- **TASK DESCRIPTION**: Strip the pictures and reproduce the rest of the listing exactly.

- **RECORDS SUPPLIED**:

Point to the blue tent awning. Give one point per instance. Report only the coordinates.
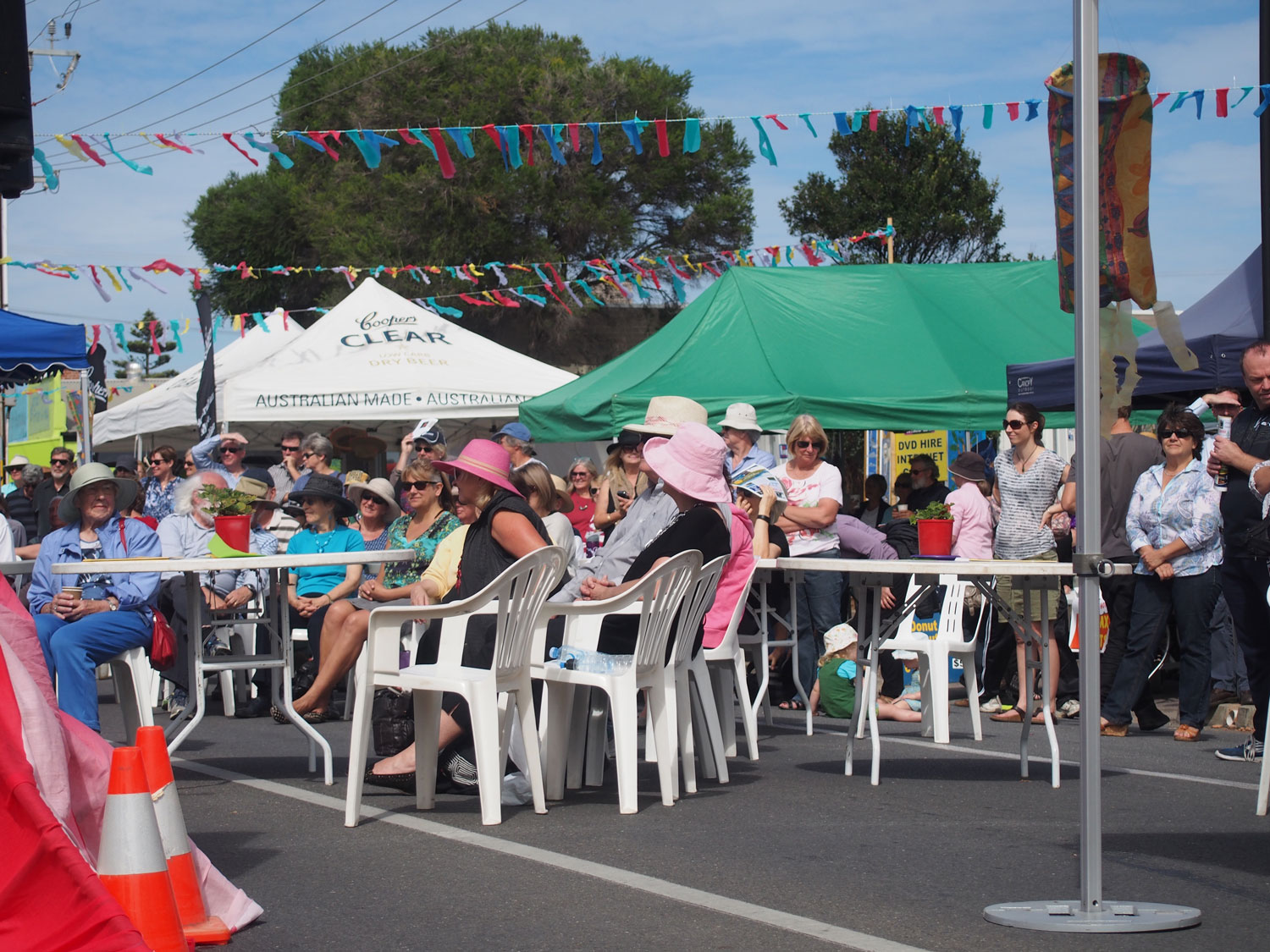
(1217, 327)
(30, 348)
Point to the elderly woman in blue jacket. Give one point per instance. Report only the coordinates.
(83, 619)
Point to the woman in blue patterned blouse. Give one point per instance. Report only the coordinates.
(1175, 527)
(345, 625)
(162, 482)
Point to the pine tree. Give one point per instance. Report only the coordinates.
(142, 349)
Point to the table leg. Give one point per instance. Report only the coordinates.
(282, 685)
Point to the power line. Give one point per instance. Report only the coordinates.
(206, 69)
(366, 79)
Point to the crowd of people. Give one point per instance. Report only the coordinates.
(670, 484)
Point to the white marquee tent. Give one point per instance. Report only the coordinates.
(168, 410)
(378, 357)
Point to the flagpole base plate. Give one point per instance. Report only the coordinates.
(1067, 916)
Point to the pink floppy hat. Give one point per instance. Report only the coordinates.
(484, 459)
(691, 461)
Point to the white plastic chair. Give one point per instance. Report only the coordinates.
(654, 599)
(134, 682)
(693, 608)
(515, 597)
(726, 664)
(934, 654)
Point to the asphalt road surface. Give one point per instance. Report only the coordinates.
(789, 855)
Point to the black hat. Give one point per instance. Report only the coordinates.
(323, 487)
(627, 438)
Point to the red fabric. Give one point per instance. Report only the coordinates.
(447, 164)
(43, 871)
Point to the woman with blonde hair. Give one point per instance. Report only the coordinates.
(814, 492)
(624, 480)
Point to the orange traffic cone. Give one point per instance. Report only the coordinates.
(131, 863)
(203, 929)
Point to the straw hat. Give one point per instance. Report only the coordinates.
(89, 475)
(484, 459)
(741, 416)
(691, 461)
(378, 487)
(665, 414)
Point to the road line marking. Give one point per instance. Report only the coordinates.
(710, 901)
(1006, 756)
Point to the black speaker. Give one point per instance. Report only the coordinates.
(17, 135)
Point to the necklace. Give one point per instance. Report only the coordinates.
(1023, 464)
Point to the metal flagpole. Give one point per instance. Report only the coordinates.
(1091, 913)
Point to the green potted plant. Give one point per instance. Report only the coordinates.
(231, 512)
(934, 530)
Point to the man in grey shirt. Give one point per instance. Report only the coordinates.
(650, 512)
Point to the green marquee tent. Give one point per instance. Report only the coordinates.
(892, 347)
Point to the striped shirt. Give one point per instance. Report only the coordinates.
(1024, 499)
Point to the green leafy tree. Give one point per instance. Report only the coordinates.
(404, 212)
(142, 350)
(942, 207)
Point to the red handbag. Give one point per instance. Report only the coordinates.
(163, 641)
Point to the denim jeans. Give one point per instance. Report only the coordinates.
(820, 603)
(1244, 583)
(1191, 598)
(73, 650)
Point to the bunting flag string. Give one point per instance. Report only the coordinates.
(591, 277)
(515, 142)
(645, 267)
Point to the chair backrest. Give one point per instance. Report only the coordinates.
(696, 603)
(663, 589)
(521, 591)
(950, 612)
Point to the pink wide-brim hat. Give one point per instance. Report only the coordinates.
(691, 461)
(484, 459)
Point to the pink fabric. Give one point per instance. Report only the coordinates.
(972, 522)
(732, 583)
(71, 763)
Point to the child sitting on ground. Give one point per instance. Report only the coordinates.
(908, 705)
(835, 687)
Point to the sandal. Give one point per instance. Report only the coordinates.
(1011, 716)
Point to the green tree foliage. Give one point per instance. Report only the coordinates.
(332, 213)
(142, 350)
(942, 206)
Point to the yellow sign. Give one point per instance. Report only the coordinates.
(906, 446)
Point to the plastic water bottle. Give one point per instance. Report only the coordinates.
(579, 659)
(1223, 429)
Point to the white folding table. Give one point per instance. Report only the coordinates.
(274, 616)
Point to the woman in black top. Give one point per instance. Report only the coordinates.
(505, 531)
(691, 466)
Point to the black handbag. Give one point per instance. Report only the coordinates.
(391, 721)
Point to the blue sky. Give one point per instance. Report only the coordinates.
(746, 56)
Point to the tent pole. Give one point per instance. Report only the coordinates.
(1091, 914)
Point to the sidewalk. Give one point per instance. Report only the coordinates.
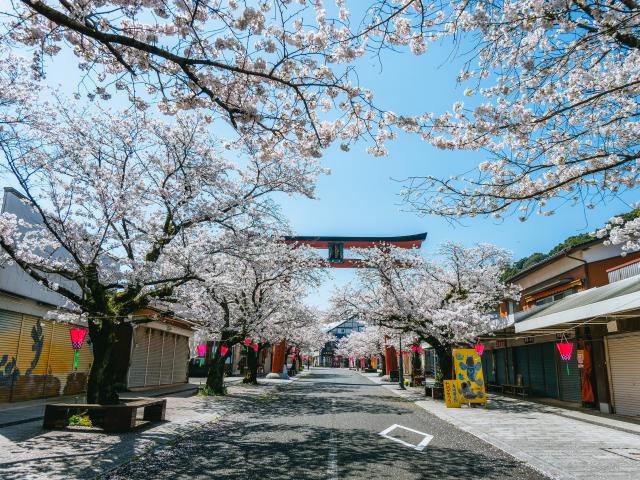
(28, 451)
(563, 444)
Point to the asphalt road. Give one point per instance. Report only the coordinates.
(326, 425)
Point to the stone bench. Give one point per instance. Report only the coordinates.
(112, 418)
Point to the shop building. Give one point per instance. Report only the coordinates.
(585, 296)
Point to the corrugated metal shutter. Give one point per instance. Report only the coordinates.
(569, 376)
(487, 367)
(522, 364)
(501, 370)
(624, 358)
(536, 370)
(181, 360)
(550, 372)
(10, 324)
(155, 357)
(138, 365)
(168, 351)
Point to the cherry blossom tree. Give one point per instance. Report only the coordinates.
(446, 302)
(553, 95)
(279, 72)
(126, 204)
(250, 292)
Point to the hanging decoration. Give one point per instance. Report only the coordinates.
(202, 351)
(77, 340)
(565, 348)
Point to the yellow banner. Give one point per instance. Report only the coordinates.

- **RESPONSE TO THIS TASK**:
Point to the blue tent awning. Give one point per instance. Report only the coordinates.
(1217, 327)
(30, 348)
Point to the elderly woman in blue jacket. Give one point per instance. Report only the coordinates.
(83, 619)
Point to the woman in blue patterned blouse. Give one point per instance. Report only the coordinates.
(1175, 527)
(345, 625)
(162, 482)
Point to the pine tree. Give one point per instance. Report only the coordinates.
(142, 349)
Point to the table leg. Give one point per instance. Report only the coordinates.
(282, 685)
Point to the power line. Give one point per instance. Report only the coordinates.
(206, 69)
(366, 79)
Point to the crowd of people. Give one point per instance. Report only the coordinates.
(670, 484)
Point to the white marquee tent. Give one point per instance. Report only the coordinates.
(168, 410)
(378, 357)
Point to the flagpole base plate. Give one point per instance. Report only the coordinates.
(1067, 916)
Point to the pink floppy hat. Give one point per instance. Report only the coordinates.
(484, 459)
(691, 461)
Point to the white plastic chair. Give one point per instance. Report only the coordinates.
(654, 599)
(134, 682)
(693, 608)
(515, 597)
(726, 664)
(934, 654)
Point to the asphalt road surface. Give one point per instance. Report only the coordinates.
(789, 855)
Point to the black hat. Give one point per instance. Report only the coordinates.
(323, 487)
(627, 438)
Point to the red fabric. Give one point per instance. Report only the coordinates.
(447, 164)
(43, 871)
Point to the woman with blonde hair. Give one point per instance. Report only the coordinates.
(814, 492)
(624, 480)
Point to the orange traffic cone. Give one point per instance. Report only the coordinates.
(131, 863)
(203, 929)
Point to the straw hat. Give one point per instance. Report only the coordinates.
(89, 475)
(484, 459)
(741, 416)
(691, 461)
(378, 487)
(665, 414)
Point to the road line marking. Give one point per instance. Report only the coordinates.
(710, 901)
(1006, 756)
Point to the black speaker. Give one point per instance. Report only the coordinates.
(17, 135)
Point to the necklace. Give one point per instance. Report only the coordinates.
(1023, 464)
Point to the metal flagpole. Give one point per instance. Report only the coordinates.
(1091, 913)
Point to the green potted plant. Give one point per instance. Report only the coordinates.
(231, 512)
(934, 530)
Point to the man in grey shirt. Give one point per instance. Report only the coordinates.
(650, 512)
Point to the green marquee tent. Give one point per instance. Report only the coordinates.
(892, 347)
Point to the striped shirt. Give one point per instance. Report only the coordinates.
(1024, 499)
Point to the green leafy tree. Give one point per instance. Report only the coordinates.
(404, 212)
(142, 350)
(942, 207)
Point to the red handbag. Give one point per instance. Report only the coordinates.
(163, 641)
Point to the denim jeans. Give one point per instance. Report only the coordinates.
(820, 603)
(1244, 583)
(1191, 598)
(73, 650)
Point to the bunting flag string. Give one point per instance. Report only the coordinates.
(591, 277)
(515, 142)
(645, 267)
Point to the chair backrest. Give one point per instance. Report only the coordinates.
(696, 603)
(663, 589)
(521, 591)
(950, 612)
Point to the pink wide-brim hat. Give one point per instance. Report only the coordinates.
(691, 461)
(484, 459)
Point to the pink fabric. Give one point per instance. Report only the coordinates.
(972, 522)
(732, 583)
(71, 763)
Point to the child sitting on ground. Give one point per instance. Report only the coordinates.
(908, 705)
(835, 687)
Point to the sandal. Give one point per instance. Report only the coordinates.
(1011, 716)
Point to the green tree foliage. Give one point per instance. Report only the coordinates.
(332, 213)
(142, 350)
(942, 206)
Point to the yellow sign. Give one point per instance. Report only the coordinates.
(906, 446)
Point to the plastic water bottle. Give one point per instance. Report only the coordinates.
(579, 659)
(1223, 429)
Point to the white folding table. Give one point per instance. Report only the coordinates.
(274, 616)
Point to the woman in black top. Give one point per instance. Report only the coordinates.
(505, 531)
(691, 466)
Point to the black handbag. Give one point per instance. Report only the coordinates.
(391, 721)
Point to the blue sky. Give one point per instance. Report only the coordinates.
(746, 56)
Point to the tent pole. Give one point per instance. Report only the coordinates.
(1091, 914)
Point to the sidewalk. Give one point per instance. Report only the coordinates.
(28, 451)
(563, 444)
Point to the asphalt road. Give one point per instance. Report only the coordinates.
(326, 425)
Point to the stone bench. Give one point per instance. Report only the coordinates.
(112, 418)
Point to the shop building. Give one point per instance. Report only the coordinates.
(585, 296)
Point to the corrugated metal shutter. Give one point per instance. Report only the coordinates.
(569, 376)
(487, 367)
(522, 364)
(501, 370)
(624, 358)
(536, 370)
(181, 360)
(550, 372)
(10, 324)
(155, 357)
(138, 365)
(168, 351)
Point to the cherry blossom tree. Give one point per instance. Report only the coordinates.
(446, 302)
(553, 95)
(279, 72)
(126, 204)
(250, 292)
Point to the hanging decoration. Give one point per instance. Report only the coordinates.
(202, 351)
(77, 340)
(565, 348)
Point to the yellow banner. Give one point per instance. Report only the coordinates.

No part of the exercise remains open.